Write out the data again, starting at its beginning and ending at the line containing "top-left (103, 310), bottom-right (180, 442)", both included, requests too. Shift every coordinate in the results by adding 48, but keep the request lines and their format samples unchanged, and leave out the pictures.

[Bounding-box records]
-- START --

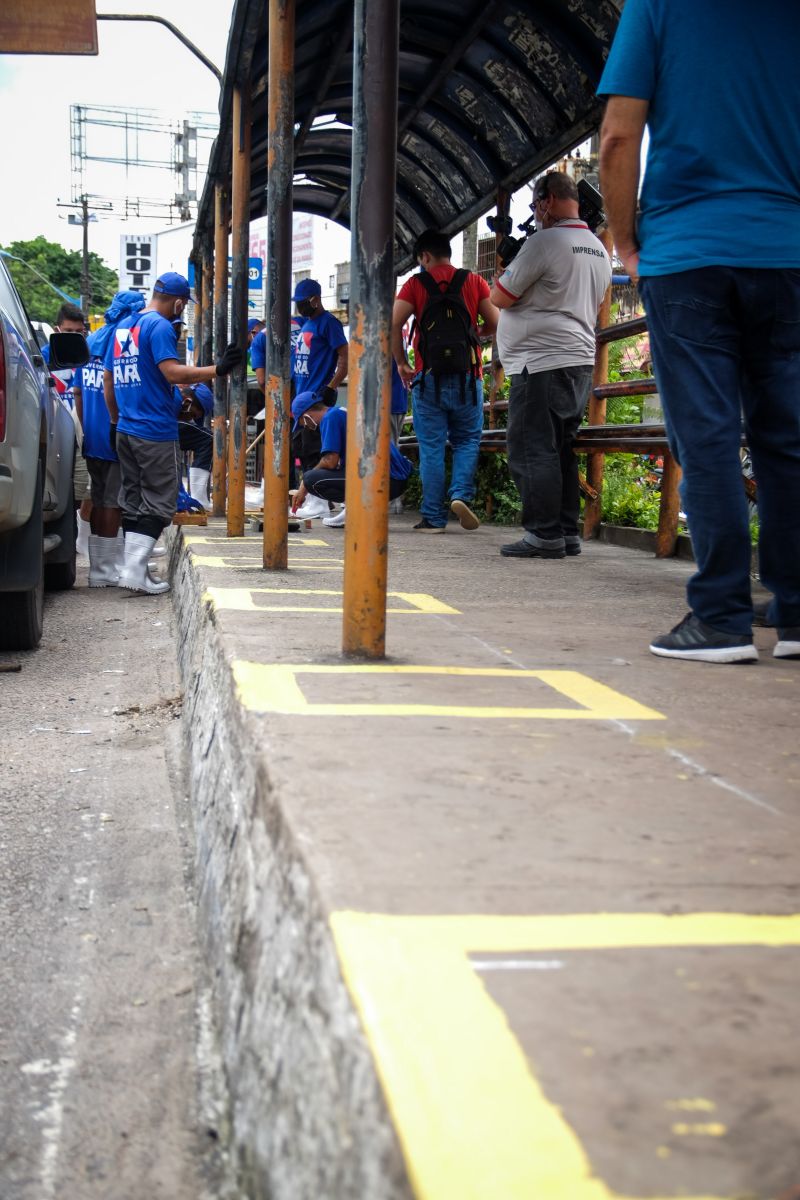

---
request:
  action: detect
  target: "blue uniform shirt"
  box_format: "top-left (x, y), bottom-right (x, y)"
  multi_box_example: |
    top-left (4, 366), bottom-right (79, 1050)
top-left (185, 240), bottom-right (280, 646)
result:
top-left (597, 0), bottom-right (800, 276)
top-left (291, 312), bottom-right (347, 395)
top-left (76, 344), bottom-right (118, 462)
top-left (319, 408), bottom-right (414, 479)
top-left (103, 310), bottom-right (180, 442)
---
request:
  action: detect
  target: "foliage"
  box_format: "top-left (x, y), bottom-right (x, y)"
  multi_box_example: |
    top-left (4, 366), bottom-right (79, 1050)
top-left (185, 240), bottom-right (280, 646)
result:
top-left (4, 234), bottom-right (119, 325)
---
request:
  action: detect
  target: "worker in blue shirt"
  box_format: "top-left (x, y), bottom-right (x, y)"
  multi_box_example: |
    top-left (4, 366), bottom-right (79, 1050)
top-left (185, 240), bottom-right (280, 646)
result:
top-left (291, 391), bottom-right (414, 528)
top-left (103, 271), bottom-right (243, 594)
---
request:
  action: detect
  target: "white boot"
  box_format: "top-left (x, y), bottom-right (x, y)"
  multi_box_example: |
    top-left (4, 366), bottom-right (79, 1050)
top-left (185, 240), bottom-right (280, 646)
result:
top-left (89, 533), bottom-right (119, 588)
top-left (118, 533), bottom-right (169, 595)
top-left (76, 514), bottom-right (91, 558)
top-left (188, 467), bottom-right (211, 509)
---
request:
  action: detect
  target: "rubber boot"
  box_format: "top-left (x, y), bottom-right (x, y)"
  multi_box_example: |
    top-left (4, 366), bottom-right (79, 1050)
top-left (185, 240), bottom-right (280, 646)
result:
top-left (118, 533), bottom-right (169, 595)
top-left (76, 514), bottom-right (91, 558)
top-left (89, 533), bottom-right (120, 588)
top-left (188, 467), bottom-right (211, 509)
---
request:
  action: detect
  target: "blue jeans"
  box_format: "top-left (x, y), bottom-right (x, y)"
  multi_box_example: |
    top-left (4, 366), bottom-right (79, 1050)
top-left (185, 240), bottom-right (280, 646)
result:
top-left (411, 376), bottom-right (483, 527)
top-left (639, 266), bottom-right (800, 634)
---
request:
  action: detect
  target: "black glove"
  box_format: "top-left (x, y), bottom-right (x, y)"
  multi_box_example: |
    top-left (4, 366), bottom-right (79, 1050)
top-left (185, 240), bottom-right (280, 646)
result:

-- END --

* Answer to this problem
---
request:
  action: detect
  target: "blue uniform shirt"
  box_format: "top-left (x, y), bottom-right (x, y)"
  multi_box_example: |
    top-left (4, 366), bottom-right (79, 1050)
top-left (185, 240), bottom-right (280, 646)
result:
top-left (645, 48), bottom-right (848, 324)
top-left (339, 360), bottom-right (395, 443)
top-left (124, 392), bottom-right (166, 510)
top-left (367, 456), bottom-right (462, 527)
top-left (151, 358), bottom-right (228, 490)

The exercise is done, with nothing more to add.